Humberto Musacchio
Las multitudes relativas
 

El 7 de mayo se presentó el libro Auditorio Nacional 1952-2002, obra coordinada por María Cristina García Cepeda, directora de ese centro de espectáculos, con textos de Sari Bermúdez, Carlos Monsiváis, Alejandro Rosas, Víctor Jiménez, Cristina Pacheco, Juan Arturo Brennan, Ernesto de la Peña, Alberto Dallal, Emilio Carballido, Fernando Schwartz, Federico Reyes Heroles y Raquel Tibol, más con una cronología preparada por Alejandro Rosas. Con ligeras correcciones, el siguiente texto es el que leyó el autor en esa ocasión.

Si infancia es destino, bautizo es definición. Nacido como Auditorio Municipal, muy pronto se comprendió que el apellido encerraba un inadmisible complejo aldeano, una pequeñez que no cuadraba con la dimensiones del galerón y hubo necesidad de llamarle Nacional para otorgarle a este recinto función y proyección. Habría de ser, desde entonces, uno de los principales altares patrios, templo laico de ejercicios cívicos, laboratorio de historia y escaparate de grandezas reales e inventadas. Sin omitir la importancia de la Unidad Artística y Cultural del Bosque, con su amplia variedad de teatros que integran una de las muchas construcciones simbólicas que Pedro Ramírez Vázquez ha esparcido por la ciudad, lo cierto es que ha sido y es el Auditorio, no la citada Unidad, el punto de referencia que invocamos los capitalinos.

§ **TAREAS**:
1) Indica si cada afirmación coincide con el texto sobre el Auditorio Nacional y respalda tu respuesta con las palabras decisivas citadas tal cual: (a) el libro se presentó el 7 de mayo; (b) la cronología del libro la preparó Carlos Monsiváis; (c) el recinto nació con el nombre de Auditorio Municipal.
2) Copia sin cambios el fragmento del texto sobre el Auditorio Nacional que empieza con las palabras que contienen "Si infancia es" y termina con "invocamos los capitalinos.".
Usa solo el texto como fuente.

§ **LÍNEAS PROPORCIONADAS**:

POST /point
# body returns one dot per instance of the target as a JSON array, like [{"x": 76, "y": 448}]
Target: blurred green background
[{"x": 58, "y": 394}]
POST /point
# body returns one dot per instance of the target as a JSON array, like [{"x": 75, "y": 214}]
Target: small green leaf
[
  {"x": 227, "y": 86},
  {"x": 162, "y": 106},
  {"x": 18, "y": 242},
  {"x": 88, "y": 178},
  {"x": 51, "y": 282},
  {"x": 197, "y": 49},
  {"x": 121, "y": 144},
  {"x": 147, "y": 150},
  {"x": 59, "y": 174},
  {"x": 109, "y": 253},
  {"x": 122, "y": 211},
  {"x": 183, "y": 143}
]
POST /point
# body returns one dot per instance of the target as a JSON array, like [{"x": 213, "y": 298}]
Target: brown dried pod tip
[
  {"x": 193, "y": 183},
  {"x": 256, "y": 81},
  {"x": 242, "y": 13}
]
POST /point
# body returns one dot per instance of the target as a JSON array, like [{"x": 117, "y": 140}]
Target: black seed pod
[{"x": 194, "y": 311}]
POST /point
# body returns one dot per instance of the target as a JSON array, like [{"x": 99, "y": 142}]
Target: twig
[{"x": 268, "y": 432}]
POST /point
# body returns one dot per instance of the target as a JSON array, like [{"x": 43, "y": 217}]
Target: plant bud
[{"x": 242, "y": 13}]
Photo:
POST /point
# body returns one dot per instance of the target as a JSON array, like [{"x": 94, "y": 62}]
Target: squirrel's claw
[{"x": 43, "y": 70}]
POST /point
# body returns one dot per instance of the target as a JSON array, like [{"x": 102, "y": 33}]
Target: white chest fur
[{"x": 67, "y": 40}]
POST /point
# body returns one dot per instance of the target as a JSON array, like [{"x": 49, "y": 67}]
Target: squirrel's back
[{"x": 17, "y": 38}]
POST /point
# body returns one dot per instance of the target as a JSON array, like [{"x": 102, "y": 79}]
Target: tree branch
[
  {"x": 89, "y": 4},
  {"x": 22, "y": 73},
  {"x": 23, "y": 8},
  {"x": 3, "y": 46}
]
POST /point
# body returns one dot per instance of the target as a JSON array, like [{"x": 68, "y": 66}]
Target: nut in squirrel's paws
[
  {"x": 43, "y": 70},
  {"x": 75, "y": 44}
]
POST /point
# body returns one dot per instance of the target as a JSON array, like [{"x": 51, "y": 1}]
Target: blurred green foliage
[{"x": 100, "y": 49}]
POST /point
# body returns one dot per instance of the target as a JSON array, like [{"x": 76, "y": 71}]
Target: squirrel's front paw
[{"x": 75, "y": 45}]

§ **SOLUCIONES POR TAREA**:
1)
(a) Sí: "El 7 de mayo se presentó el libro Auditorio Nacional 1952-2002".
(b) No: "una cronología preparada por Alejandro Rosas".
(c) Sí: "Nacido como Auditorio Municipal".

2)
Si infancia es destino, bautizo es definición. Nacido como Auditorio Municipal, muy pronto se comprendió que el apellido encerraba un inadmisible complejo aldeano, una pequeñez que no cuadraba con la dimensiones del galerón y hubo necesidad de llamarle Nacional para otorgarle a este recinto función y proyección. Habría de ser, desde entonces, uno de los principales altares patrios, templo laico de ejercicios cívicos, laboratorio de historia y escaparate de grandezas reales e inventadas. Sin omitir la importancia de la Unidad Artística y Cultural del Bosque, con su amplia variedad de teatros que integran una de las muchas construcciones simbólicas que Pedro Ramírez Vázquez ha esparcido por la ciudad, lo cierto es que ha sido y es el Auditorio, no la citada Unidad, el punto de referencia que invocamos los capitalinos.